▸ Stated exercise: Extract every entry word for word.

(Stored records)
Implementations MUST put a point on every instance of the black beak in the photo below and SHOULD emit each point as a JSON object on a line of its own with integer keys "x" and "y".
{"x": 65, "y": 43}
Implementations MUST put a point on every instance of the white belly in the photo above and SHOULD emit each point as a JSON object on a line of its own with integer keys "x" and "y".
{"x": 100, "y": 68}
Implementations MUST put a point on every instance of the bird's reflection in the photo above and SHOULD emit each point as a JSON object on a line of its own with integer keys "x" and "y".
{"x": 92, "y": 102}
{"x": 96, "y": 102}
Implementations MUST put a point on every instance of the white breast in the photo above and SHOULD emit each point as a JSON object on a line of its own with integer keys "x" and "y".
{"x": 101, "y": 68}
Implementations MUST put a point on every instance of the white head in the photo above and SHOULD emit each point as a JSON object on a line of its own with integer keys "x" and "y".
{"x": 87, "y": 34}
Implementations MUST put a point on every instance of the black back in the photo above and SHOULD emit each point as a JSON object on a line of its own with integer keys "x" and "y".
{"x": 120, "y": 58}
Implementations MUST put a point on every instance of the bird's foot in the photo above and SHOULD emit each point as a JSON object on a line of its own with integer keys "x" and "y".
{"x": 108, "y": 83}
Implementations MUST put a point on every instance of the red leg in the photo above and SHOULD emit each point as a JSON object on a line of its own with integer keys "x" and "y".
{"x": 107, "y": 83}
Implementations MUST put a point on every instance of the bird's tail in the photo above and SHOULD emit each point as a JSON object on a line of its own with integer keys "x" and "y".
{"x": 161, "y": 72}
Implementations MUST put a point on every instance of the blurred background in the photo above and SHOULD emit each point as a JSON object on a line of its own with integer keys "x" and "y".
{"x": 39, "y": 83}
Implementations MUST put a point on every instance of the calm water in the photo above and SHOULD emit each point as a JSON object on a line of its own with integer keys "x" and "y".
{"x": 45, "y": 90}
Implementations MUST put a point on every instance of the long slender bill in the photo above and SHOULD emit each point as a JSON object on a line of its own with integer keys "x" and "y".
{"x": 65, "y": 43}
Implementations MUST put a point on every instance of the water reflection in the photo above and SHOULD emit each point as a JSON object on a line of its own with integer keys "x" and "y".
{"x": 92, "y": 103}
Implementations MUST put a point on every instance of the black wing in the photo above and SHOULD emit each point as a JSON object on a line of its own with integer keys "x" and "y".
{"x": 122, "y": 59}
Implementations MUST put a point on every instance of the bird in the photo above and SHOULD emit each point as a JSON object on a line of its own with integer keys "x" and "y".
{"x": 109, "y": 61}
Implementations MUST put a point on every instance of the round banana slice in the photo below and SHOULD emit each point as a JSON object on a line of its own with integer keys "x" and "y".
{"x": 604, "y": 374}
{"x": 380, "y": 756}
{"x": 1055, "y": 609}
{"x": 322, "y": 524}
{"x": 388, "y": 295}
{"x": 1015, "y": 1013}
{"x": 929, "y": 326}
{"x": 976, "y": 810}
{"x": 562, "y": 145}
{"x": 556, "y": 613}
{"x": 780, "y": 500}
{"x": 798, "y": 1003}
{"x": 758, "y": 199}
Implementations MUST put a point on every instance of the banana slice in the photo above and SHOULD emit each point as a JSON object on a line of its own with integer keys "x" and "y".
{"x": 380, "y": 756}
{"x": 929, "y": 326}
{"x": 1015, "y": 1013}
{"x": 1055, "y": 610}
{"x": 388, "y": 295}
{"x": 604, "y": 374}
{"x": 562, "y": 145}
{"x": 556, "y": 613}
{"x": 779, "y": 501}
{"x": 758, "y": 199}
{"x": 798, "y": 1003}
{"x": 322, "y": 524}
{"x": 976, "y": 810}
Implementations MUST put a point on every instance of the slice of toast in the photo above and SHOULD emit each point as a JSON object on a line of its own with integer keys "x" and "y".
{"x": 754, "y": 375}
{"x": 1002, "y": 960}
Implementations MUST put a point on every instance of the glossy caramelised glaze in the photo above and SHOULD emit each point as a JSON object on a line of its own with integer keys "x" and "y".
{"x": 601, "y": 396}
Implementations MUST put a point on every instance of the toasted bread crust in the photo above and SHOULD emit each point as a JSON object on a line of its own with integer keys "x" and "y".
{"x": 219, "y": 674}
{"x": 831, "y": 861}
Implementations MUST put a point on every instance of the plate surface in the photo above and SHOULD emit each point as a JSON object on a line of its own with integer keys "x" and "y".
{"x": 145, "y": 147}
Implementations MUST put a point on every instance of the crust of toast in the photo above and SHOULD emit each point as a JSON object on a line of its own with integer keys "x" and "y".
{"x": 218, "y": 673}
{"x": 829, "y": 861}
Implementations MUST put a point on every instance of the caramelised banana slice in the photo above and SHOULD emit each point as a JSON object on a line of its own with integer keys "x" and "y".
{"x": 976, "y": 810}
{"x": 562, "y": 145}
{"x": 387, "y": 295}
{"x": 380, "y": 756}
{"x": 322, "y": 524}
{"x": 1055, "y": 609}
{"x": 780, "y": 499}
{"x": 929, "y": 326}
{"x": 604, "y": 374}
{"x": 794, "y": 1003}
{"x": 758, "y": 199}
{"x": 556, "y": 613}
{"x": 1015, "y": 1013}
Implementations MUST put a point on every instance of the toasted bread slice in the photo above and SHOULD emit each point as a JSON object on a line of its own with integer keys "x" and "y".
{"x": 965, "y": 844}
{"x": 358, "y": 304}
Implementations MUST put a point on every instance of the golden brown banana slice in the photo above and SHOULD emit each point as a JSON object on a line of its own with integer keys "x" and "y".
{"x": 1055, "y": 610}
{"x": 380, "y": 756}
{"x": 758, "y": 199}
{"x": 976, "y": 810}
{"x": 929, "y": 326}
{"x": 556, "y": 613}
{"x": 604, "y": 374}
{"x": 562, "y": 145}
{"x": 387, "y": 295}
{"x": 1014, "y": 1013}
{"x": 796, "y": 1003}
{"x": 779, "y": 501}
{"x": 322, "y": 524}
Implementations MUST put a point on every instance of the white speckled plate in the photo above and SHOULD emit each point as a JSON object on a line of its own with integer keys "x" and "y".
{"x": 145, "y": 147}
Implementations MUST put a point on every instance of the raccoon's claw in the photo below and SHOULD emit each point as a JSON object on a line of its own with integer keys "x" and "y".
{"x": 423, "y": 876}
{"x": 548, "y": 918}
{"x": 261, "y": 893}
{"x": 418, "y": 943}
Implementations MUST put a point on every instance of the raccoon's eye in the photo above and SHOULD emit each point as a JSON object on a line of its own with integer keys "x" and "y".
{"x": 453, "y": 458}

▸ Response to this task:
Implementations MUST put a point on every instance of the black beak in the photo below and SHOULD emit each point as a JSON object on a line of its own with integer keys "x" and "y".
{"x": 65, "y": 43}
Implementations MUST put a point on every instance of the white belly in the photo above and SHOULD emit each point as a JSON object on a line of its own with integer keys "x" and "y".
{"x": 100, "y": 68}
Implementations MUST put a point on every instance of the bird's reflection in the photo above and SHOULD emit each point as a JSON object on a line of its own with integer keys "x" and "y".
{"x": 92, "y": 102}
{"x": 96, "y": 102}
Implementations MUST put a point on every instance of the white breast in the photo above and SHOULD emit each point as a JSON object on a line of its own with integer keys "x" and "y".
{"x": 101, "y": 68}
Implementations MUST put a point on every instance of the white head in the photo above and SHOULD emit each point as a JSON object on a line of its own with integer keys "x" and "y".
{"x": 87, "y": 34}
Implementations MUST put a point on every instance of the black back in the photo above and SHOULD emit each point as a JSON object on a line of its own with integer keys "x" and "y".
{"x": 120, "y": 58}
Implementations MUST put a point on every instance of the bird's foot in the photo above and SHOULD emit each point as a JSON object on a line of its own with integer keys "x" and "y".
{"x": 108, "y": 83}
Implementations MUST put a point on every instance of the red leg in the photo above and SHOULD emit each point as a JSON object on a line of its own with integer keys "x" and "y".
{"x": 107, "y": 83}
Implementations MUST put a point on every instance of the bird's tail in the photo above and SHOULD emit each point as a JSON object on a line of its own with integer keys "x" and "y".
{"x": 161, "y": 72}
Implementations MUST put a point on every instance of the blurred background in the photo above and SHOULD emit each point as a JSON object on a line of its own with integer keys "x" and "y".
{"x": 39, "y": 83}
Implementations MUST put a point on every instance of the calm water in the photo above and SHOULD emit each point as a JSON object on a line of its own with integer keys "x" and "y".
{"x": 45, "y": 90}
Implementations MUST put a point on every instance of the long slender bill in the photo above and SHOULD emit each point as a JSON object on a line of its own with integer keys "x" and "y".
{"x": 65, "y": 43}
Implementations MUST put a point on every instance of the water reflection in the photo above and SHOULD emit each point as a JSON object on a line of its own with integer keys "x" and "y".
{"x": 92, "y": 103}
Implementations MUST put a point on every instance of the black wing in the photo above and SHOULD emit each point as a JSON object on a line of its own with integer keys "x" and "y".
{"x": 122, "y": 59}
Implementations MUST put a point on every instance of the bird in the photo above and SHOULD emit each point as a JSON object on a line of its own with integer keys "x" and "y".
{"x": 109, "y": 61}
Implementations MUST put a point on every instance of the round banana slice in the photo below and SHOULD emit each point as a JSON object on a line of its own with integer keys "x" and "y".
{"x": 604, "y": 374}
{"x": 380, "y": 756}
{"x": 1055, "y": 609}
{"x": 322, "y": 524}
{"x": 388, "y": 295}
{"x": 1015, "y": 1013}
{"x": 929, "y": 326}
{"x": 976, "y": 810}
{"x": 562, "y": 145}
{"x": 556, "y": 613}
{"x": 780, "y": 500}
{"x": 798, "y": 1003}
{"x": 758, "y": 199}
Implementations MUST put a point on every instance of the banana slice in the photo above and SHOULD emit each point as a JSON object on a line of its own with integer keys "x" and "y".
{"x": 380, "y": 756}
{"x": 929, "y": 326}
{"x": 1015, "y": 1013}
{"x": 1055, "y": 610}
{"x": 388, "y": 295}
{"x": 604, "y": 374}
{"x": 562, "y": 145}
{"x": 556, "y": 613}
{"x": 779, "y": 501}
{"x": 758, "y": 199}
{"x": 798, "y": 1003}
{"x": 322, "y": 524}
{"x": 976, "y": 810}
Implementations MUST put a point on every instance of the slice of toast in the photo above and SHOULD emit each point as a JSON object on a line of its own with integer keys "x" and "y".
{"x": 754, "y": 375}
{"x": 1002, "y": 960}
Implementations MUST put a point on every instance of the glossy caramelised glaze in the photo above and SHOULD emit each point as a JSON object on a line of its own with integer keys "x" and "y".
{"x": 601, "y": 396}
Implementations MUST put a point on every instance of the toasted bread crust in the photo above and SHOULD emit each point as a JSON object on a line of its own with integer keys "x" and "y".
{"x": 219, "y": 674}
{"x": 831, "y": 861}
Implementations MUST put a point on every instance of the plate surface in the photo above and SHOULD emit each point as a JSON object on a line of its own with integer keys "x" and "y".
{"x": 145, "y": 147}
Implementations MUST put a point on every instance of the crust of toast in the photo above and SHOULD emit each point as a JSON object on a line of its own with integer keys "x" and "y".
{"x": 218, "y": 673}
{"x": 829, "y": 861}
Implementations MUST put a point on every instance of the caramelised banana slice in the photo above and SHOULD emit each point as a JSON object on a line of its own with integer keys "x" and "y".
{"x": 976, "y": 810}
{"x": 562, "y": 145}
{"x": 387, "y": 295}
{"x": 380, "y": 756}
{"x": 322, "y": 524}
{"x": 1055, "y": 609}
{"x": 780, "y": 499}
{"x": 929, "y": 326}
{"x": 604, "y": 374}
{"x": 794, "y": 1003}
{"x": 758, "y": 199}
{"x": 556, "y": 613}
{"x": 1015, "y": 1013}
Implementations MUST put a point on every instance of the toasted bread slice in the photo above and SHOULD emit each point as a JSON object on a line of its own with integer keys "x" and "y".
{"x": 965, "y": 844}
{"x": 358, "y": 304}
Implementations MUST put a point on every instance of the golden brown banana slice in the photo above and SHOULD emit each point as a JSON object on a line of its own with integer keys "x" and "y".
{"x": 1055, "y": 610}
{"x": 380, "y": 756}
{"x": 758, "y": 199}
{"x": 976, "y": 810}
{"x": 929, "y": 326}
{"x": 556, "y": 613}
{"x": 604, "y": 374}
{"x": 562, "y": 145}
{"x": 387, "y": 295}
{"x": 1014, "y": 1013}
{"x": 796, "y": 1003}
{"x": 779, "y": 501}
{"x": 322, "y": 524}
Implementations MUST put a point on every instance of the white speckled plate in the photo above and SHOULD emit each point as a JSON object on a line of its own with integer keys "x" and "y".
{"x": 145, "y": 147}
Implementations MUST put a point on every instance of the raccoon's claw in the photo below and SHOULD emit each point as a JSON object on a line of its own with integer keys "x" and "y".
{"x": 423, "y": 876}
{"x": 548, "y": 918}
{"x": 261, "y": 893}
{"x": 418, "y": 943}
Implementations MUST put a point on every instance of the raccoon's eye in the photo above and SHOULD emit each point as a JSON object on a line of its own with integer keys "x" and "y".
{"x": 453, "y": 458}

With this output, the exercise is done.